Collected data entries

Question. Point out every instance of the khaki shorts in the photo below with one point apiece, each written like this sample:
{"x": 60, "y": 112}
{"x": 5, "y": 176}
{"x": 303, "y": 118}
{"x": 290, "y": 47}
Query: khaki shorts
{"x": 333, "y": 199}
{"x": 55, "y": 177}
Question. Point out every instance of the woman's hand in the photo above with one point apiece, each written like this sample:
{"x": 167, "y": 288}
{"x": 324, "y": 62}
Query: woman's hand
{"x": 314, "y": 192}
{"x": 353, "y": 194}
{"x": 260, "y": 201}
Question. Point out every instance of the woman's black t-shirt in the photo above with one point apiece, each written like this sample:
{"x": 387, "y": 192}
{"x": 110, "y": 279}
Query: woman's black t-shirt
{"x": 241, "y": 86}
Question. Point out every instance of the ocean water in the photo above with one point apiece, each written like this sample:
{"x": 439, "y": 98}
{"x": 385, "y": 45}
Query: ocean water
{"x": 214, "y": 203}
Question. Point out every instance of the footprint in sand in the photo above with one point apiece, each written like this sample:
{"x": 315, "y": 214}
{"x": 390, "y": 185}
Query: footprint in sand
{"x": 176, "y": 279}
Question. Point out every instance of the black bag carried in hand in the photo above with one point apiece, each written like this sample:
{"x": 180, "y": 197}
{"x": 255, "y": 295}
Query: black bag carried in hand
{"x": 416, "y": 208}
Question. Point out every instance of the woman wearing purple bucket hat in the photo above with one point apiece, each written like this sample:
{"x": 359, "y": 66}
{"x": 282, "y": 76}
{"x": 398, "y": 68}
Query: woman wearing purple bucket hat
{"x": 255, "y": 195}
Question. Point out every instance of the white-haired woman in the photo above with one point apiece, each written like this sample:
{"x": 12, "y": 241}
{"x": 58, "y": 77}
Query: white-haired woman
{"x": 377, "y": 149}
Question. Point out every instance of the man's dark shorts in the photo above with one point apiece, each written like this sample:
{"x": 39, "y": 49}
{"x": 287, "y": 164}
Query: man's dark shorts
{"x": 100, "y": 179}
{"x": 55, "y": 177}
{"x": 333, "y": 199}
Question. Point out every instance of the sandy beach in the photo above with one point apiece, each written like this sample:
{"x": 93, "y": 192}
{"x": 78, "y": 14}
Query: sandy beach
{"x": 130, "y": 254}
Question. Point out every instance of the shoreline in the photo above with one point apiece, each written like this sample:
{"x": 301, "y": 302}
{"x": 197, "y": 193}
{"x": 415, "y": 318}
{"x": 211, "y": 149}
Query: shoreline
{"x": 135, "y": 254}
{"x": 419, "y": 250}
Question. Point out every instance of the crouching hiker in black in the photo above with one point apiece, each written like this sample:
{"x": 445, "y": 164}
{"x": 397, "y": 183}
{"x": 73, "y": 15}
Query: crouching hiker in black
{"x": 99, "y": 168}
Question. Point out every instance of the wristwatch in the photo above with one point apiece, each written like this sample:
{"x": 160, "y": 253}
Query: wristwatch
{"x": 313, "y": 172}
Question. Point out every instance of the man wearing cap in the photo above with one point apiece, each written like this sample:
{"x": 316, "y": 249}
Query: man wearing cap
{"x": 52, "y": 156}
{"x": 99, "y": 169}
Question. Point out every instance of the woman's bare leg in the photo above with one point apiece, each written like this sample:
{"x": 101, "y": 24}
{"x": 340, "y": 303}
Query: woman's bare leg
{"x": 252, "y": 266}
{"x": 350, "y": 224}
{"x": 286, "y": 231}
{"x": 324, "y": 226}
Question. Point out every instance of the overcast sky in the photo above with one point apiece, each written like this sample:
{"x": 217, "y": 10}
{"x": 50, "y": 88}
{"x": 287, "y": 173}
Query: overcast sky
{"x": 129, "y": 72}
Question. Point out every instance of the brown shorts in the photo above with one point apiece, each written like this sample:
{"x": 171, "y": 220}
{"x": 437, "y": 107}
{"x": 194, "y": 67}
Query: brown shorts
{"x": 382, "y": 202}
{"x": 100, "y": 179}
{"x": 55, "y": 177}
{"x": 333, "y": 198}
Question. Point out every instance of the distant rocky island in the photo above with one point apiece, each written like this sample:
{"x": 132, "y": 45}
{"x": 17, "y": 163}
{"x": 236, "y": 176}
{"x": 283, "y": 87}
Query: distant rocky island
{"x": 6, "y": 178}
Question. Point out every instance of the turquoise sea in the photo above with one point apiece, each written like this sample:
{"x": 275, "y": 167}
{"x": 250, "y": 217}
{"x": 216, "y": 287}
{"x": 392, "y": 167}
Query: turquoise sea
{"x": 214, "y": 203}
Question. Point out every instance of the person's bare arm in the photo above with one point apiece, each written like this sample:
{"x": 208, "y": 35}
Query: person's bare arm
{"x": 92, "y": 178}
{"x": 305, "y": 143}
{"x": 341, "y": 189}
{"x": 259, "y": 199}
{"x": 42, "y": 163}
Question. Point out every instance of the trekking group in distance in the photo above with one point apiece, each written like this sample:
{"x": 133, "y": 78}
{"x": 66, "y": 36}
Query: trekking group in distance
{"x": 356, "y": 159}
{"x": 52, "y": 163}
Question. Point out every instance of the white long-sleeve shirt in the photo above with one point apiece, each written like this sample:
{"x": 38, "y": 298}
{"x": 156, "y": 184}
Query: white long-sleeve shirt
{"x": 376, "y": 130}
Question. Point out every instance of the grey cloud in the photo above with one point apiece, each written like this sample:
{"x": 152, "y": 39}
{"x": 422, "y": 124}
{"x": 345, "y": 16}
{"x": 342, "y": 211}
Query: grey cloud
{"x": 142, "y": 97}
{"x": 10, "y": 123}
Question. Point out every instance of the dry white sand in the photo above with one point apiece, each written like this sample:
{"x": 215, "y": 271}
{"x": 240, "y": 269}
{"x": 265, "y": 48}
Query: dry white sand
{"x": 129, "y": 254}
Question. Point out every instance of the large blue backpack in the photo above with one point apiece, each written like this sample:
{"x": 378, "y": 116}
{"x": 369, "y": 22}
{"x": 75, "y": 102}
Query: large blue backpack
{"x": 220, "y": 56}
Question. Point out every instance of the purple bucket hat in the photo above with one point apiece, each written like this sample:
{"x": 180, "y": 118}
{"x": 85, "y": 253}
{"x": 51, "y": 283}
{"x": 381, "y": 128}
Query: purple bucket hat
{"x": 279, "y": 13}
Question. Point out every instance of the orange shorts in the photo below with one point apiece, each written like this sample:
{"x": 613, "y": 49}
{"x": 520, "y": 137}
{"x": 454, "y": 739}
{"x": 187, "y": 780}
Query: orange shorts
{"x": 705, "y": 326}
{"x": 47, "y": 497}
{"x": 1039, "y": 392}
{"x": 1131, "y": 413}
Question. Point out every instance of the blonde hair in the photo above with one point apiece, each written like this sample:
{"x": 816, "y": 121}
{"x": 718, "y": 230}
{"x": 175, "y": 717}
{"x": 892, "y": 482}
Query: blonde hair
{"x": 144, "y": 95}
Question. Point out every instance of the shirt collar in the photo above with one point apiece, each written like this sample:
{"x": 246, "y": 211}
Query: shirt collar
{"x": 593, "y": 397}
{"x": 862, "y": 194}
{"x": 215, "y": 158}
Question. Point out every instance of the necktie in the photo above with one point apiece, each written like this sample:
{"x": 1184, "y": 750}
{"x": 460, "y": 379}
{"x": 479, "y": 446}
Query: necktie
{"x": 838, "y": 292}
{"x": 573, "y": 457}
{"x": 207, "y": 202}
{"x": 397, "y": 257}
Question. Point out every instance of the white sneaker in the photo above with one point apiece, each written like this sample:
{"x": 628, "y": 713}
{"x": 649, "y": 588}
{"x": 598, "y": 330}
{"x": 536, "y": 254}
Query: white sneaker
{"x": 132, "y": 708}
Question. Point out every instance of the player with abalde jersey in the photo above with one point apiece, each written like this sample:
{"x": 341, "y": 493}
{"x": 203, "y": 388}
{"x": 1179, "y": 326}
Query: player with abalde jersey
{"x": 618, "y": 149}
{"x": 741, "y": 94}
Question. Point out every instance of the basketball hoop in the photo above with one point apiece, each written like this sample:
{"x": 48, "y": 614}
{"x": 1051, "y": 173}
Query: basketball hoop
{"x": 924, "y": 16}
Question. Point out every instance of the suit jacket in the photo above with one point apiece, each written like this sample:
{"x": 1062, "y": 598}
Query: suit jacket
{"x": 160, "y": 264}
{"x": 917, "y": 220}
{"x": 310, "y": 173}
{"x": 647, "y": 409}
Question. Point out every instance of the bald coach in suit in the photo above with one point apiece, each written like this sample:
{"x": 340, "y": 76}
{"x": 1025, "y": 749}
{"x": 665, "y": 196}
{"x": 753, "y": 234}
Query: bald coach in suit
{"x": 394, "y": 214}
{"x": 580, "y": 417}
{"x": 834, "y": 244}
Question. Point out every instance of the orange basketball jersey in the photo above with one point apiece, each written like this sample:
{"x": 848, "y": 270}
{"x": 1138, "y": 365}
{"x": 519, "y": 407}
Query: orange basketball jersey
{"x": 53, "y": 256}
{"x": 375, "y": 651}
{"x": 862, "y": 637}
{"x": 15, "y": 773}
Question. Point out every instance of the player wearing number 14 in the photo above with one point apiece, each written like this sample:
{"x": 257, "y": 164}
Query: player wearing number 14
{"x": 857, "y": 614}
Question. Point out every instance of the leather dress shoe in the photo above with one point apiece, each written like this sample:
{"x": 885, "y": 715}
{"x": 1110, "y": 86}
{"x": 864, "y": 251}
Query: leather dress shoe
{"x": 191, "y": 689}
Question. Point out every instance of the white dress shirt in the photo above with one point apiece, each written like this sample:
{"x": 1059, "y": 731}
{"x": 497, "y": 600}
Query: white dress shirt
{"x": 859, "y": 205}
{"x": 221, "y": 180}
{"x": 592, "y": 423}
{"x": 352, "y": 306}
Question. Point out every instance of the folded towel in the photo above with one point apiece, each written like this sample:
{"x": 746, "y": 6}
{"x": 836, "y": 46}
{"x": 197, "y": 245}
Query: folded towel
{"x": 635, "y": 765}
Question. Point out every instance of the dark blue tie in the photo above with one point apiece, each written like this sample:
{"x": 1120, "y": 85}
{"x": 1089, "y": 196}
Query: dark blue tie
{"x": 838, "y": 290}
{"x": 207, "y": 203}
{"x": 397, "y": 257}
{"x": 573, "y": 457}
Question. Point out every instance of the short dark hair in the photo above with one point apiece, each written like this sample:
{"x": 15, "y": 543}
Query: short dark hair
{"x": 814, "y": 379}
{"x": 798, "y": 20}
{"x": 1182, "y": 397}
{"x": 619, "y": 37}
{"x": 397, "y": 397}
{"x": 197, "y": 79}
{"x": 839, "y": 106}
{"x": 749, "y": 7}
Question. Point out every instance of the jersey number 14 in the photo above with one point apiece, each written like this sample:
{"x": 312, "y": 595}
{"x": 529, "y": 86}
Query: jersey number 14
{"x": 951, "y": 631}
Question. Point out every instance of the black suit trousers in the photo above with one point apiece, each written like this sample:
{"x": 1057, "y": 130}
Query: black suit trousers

[PROBLEM TO WORK ON]:
Your answer should consist only of the lines from the one with "Question. Point out every instance of the dark" through the end of the data above, reproduced exactly.

[SOLUTION TO THE EXERCISE]:
Question. Point out every instance of the dark blue tie in the photo above with one point apiece, each written like this sample:
{"x": 1120, "y": 85}
{"x": 1089, "y": 196}
Query: dark blue tie
{"x": 838, "y": 290}
{"x": 207, "y": 203}
{"x": 397, "y": 257}
{"x": 573, "y": 457}
Question. Point out every instance of the short dark hair in the photo above with one point apiece, each written like this sample:
{"x": 15, "y": 543}
Query: short dark hair
{"x": 814, "y": 379}
{"x": 798, "y": 20}
{"x": 1182, "y": 397}
{"x": 619, "y": 37}
{"x": 397, "y": 397}
{"x": 197, "y": 79}
{"x": 839, "y": 106}
{"x": 749, "y": 7}
Question. Point out every instance of the jersey number 14 in the photo above with one point apiece, each written like this sample:
{"x": 312, "y": 595}
{"x": 529, "y": 86}
Query: jersey number 14
{"x": 951, "y": 631}
Question. Point out every instance of the black suit trousers in the photo above with one point apiece, each written like this sample:
{"x": 1057, "y": 130}
Query: black suit trousers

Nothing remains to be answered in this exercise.